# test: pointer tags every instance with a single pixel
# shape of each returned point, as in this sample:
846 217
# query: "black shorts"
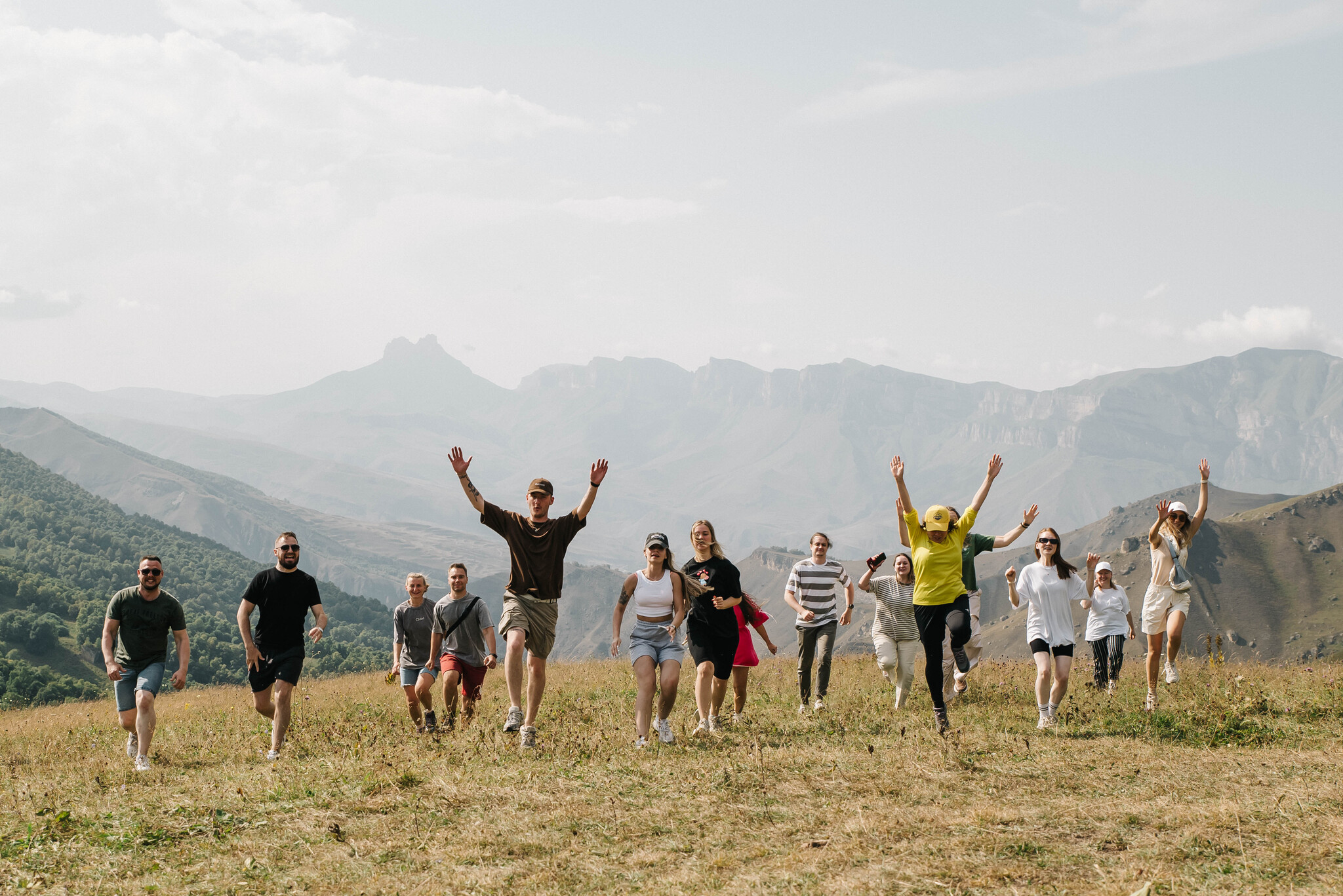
1040 645
285 665
710 645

☆ ☆ ☆

* [Exercise prompt]: Put every line of the listing above into a numbered list, skipping any blank lines and leaving the pictures out.

* [Answer in full]:
1. # test: pointer tags every instance with a single pixel
2. # shape of each returned point, as in this sample:
3. 846 217
4. # query: "black shorts"
5. 1040 645
6. 285 665
7. 710 645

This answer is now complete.